5. Minnie and Moskowitz, John Cassavetes. “If you think of yourself as funny, you become tragic,” goes a line in John Cassavetes’ “Minnie and Moskowitz” and when the moment arrives, it practically knocks the wind out of you. “Minnie and Moskowitz” is one of the director’s unsung masterworks, a piercingly honest and terribly funny study of two damaged souls who might be good news for each other and are pretty much bad news for everyone else. By this time, Cassavetes had already written the blueprint for what would eventually become the language of American independent cinema, and had also released a few bonafide D.I.Y. classics, particularly his jazzy debut “Shadows” — the influence of which can be seen in everything from Martin Scorsese’s “Mean Streets” to early rap music videos — and also “Faces,” his pitiless look at a marriage in freefall. But “Minnie and Moskowitz” earns points for being unassuming: like its principal characters, a pair of hot-tempered love birds played by Cassavetes regulars Gena Rowlands (the director’s wife and muse) and Seymour Cassell, “Minnie and Moskowitz” is sentimental, sloppy, profane and unapologetic. It also unabashedly asks to be loved, and through its dogged earnestness and Mr. Cassavetes’ astonishing empathy for his characters, the movie earns that love. In terms of modern equivalents, think David O. Russell’s “Silver Linings Playbook” for the free love era, but substituting that movie’s Capra-esque sentimentality and contrivance-strewn third act for something rough, raw and jagged. Like all of Cassavetes’ films, “Minnie and Moskowitz” is about the roiling chaos that lurks beneath the surface of everyday interactions, and in this case, it’s also a portrait of how two broken people find a home in each other’s arms. This is a movie you want to reach out and touch. I almost had to include “The Killing of a Chinese Bookie” — Mr. Cassavetes’ fantastic, slow-burning crime film starring Ben Gazarra, whose used car lots and all-night Sunset Strip diners recall the SoCal squalor of something like Paul Thomas Anderson’s “Boogie Nights”. But “Minnie and Moskowitz” won out for me — it’s a movie with heart, as well as fist, guts and a head full of steam. Seek it out however you can.

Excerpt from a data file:
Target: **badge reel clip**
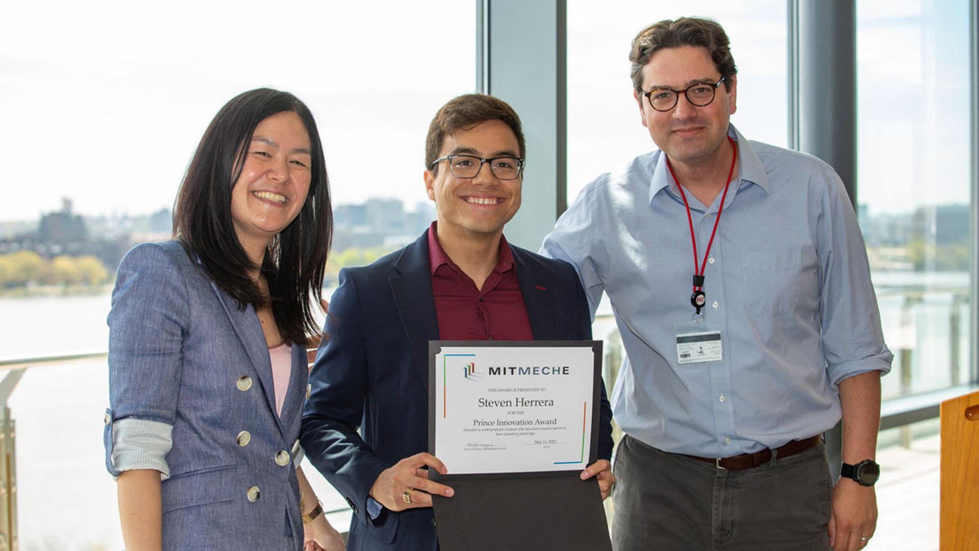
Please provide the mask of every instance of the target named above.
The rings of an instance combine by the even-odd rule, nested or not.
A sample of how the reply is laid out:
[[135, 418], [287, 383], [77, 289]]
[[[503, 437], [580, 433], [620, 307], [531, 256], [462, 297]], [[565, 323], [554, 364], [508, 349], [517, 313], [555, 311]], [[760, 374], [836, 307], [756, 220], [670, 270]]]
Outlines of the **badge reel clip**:
[[696, 291], [693, 292], [693, 295], [690, 296], [690, 303], [693, 304], [693, 307], [696, 309], [696, 311], [693, 312], [693, 321], [703, 323], [704, 314], [700, 313], [700, 309], [707, 303], [707, 295], [703, 292], [704, 276], [693, 276], [693, 288], [696, 289]]

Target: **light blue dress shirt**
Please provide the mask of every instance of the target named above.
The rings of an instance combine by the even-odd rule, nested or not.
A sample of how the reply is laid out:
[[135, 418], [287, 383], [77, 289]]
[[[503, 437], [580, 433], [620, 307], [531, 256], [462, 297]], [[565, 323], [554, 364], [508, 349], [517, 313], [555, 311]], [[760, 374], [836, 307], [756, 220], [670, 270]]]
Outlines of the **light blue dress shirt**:
[[[837, 385], [890, 371], [866, 250], [836, 172], [806, 154], [749, 142], [706, 264], [701, 323], [690, 304], [686, 209], [660, 151], [589, 183], [541, 253], [578, 269], [592, 317], [606, 293], [626, 348], [612, 410], [661, 450], [728, 457], [831, 429]], [[721, 204], [687, 194], [697, 251]], [[720, 331], [723, 359], [678, 364], [677, 334]]]

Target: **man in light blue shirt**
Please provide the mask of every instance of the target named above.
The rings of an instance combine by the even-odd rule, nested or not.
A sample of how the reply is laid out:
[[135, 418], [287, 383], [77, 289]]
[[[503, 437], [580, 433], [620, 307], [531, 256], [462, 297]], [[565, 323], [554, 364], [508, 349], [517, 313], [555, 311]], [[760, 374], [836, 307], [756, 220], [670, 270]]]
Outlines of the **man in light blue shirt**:
[[[658, 150], [603, 174], [544, 240], [627, 358], [617, 549], [861, 549], [873, 534], [880, 375], [866, 252], [839, 176], [729, 123], [723, 29], [683, 18], [633, 40], [633, 97]], [[843, 418], [844, 475], [823, 432]]]

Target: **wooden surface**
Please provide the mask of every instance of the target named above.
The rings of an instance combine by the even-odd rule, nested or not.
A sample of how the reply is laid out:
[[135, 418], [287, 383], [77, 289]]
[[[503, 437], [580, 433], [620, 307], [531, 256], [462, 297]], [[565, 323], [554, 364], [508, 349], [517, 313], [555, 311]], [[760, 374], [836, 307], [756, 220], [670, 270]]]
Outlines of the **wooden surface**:
[[979, 551], [979, 391], [942, 402], [942, 551]]

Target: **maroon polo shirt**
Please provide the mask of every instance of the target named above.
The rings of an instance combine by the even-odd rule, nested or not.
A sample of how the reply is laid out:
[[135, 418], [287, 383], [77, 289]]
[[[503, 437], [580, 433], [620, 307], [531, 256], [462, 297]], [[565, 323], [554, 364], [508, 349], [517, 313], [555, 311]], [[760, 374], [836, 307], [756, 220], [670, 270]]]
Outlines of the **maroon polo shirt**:
[[506, 238], [499, 238], [496, 265], [483, 284], [476, 283], [445, 254], [429, 227], [432, 293], [443, 341], [532, 341], [531, 318], [517, 281], [517, 266]]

Your tasks:
• A. Name every film, apart from "Minnie and Moskowitz" itself, that the Minnie and Moskowitz review mentions.
• B. According to the Minnie and Moskowitz review, which actors play the film's pair of hot-tempered love birds?
• C. Render this sentence from the Minnie and Moskowitz review in Spanish: "This is a movie you want to reach out and touch."
The material has no connection to the Minnie and Moskowitz review.

Completed exercise:
• A.
Shadows
Mean Streets
Faces
Silver Linings Playbook
The Killing of a Chinese Bookie
Boogie Nights

• B. Gena Rowlands and Seymour Cassell play them.

• C. Esta es una película que dan ganas de alcanzar y tocar.